======== Data provided
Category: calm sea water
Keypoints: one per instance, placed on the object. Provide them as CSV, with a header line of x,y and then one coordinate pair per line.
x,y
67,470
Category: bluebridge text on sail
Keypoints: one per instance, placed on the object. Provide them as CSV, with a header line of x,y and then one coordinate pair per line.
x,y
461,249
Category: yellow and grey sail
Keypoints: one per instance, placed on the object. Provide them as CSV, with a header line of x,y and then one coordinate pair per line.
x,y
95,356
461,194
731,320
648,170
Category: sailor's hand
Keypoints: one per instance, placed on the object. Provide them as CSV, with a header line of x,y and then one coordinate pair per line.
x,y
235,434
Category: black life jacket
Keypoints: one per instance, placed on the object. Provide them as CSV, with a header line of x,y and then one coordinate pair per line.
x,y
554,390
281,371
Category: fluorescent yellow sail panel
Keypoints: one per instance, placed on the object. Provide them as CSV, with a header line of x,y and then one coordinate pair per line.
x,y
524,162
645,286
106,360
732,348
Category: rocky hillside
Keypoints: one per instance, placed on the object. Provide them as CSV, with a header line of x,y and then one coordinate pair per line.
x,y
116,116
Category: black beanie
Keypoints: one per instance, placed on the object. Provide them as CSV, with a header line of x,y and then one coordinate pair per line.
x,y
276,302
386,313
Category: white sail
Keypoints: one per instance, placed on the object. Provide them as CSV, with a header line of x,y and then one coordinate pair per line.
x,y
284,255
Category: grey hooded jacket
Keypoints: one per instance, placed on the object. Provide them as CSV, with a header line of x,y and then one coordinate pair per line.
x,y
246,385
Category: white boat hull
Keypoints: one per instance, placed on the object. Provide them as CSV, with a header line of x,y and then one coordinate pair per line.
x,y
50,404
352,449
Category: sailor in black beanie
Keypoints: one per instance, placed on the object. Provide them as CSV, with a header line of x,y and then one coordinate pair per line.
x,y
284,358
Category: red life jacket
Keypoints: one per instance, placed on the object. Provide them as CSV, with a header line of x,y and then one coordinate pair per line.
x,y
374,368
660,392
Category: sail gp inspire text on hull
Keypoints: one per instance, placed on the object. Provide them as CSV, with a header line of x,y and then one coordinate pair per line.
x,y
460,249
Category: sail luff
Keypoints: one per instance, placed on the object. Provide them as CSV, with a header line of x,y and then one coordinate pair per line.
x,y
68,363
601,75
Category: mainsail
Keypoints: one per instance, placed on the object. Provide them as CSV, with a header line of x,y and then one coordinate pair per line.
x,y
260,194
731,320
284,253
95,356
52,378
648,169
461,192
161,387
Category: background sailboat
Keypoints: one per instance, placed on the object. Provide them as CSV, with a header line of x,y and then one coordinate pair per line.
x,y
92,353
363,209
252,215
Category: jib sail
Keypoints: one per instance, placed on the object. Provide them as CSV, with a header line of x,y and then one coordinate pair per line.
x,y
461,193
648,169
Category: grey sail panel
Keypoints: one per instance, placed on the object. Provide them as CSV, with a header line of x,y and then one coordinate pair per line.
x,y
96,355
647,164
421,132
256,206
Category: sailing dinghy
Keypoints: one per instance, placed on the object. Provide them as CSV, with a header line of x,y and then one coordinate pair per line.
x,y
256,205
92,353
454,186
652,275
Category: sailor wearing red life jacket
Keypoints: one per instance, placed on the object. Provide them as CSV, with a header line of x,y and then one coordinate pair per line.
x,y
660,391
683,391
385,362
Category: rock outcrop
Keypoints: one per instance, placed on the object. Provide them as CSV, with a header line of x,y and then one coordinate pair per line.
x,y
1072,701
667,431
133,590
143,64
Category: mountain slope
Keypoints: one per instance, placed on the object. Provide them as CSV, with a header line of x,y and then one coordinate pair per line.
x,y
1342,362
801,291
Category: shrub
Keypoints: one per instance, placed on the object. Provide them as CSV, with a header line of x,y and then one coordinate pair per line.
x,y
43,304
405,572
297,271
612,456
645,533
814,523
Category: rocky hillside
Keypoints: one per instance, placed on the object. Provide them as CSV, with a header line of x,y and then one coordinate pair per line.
================
**Task**
Extract exactly the lines between the line containing "Category: sailor wearing red life jacket" and the end of the data, including both.

**Task output**
Category: sailor wearing red life jacket
Keypoints: one per instance, placed on the object. Provide them as CSV, with a header line of x,y and then one coordinate pair per line.
x,y
660,391
683,391
385,362
Category: rock outcrop
Keypoints: one per instance, placed on the object. Provide them as CSV, with a header line of x,y and then one coordinate pair per line.
x,y
1072,701
667,431
133,590
143,64
Category: mountain slope
Keypoints: one per instance, placed on the object. Provide them as CSV, with a header line of x,y and then one coordinate pair per line.
x,y
1342,362
801,291
Category: shrub
Keypoints: one per instance, placed on the object. Provide them as CSV, with a header line of x,y and then one coordinate pair per line.
x,y
43,304
405,572
297,271
612,456
645,533
814,523
Category: rocky hillside
Keypoints: one per instance, placed on the object. Provide them as CSV, with a header line of x,y and then one coordinate pair per line.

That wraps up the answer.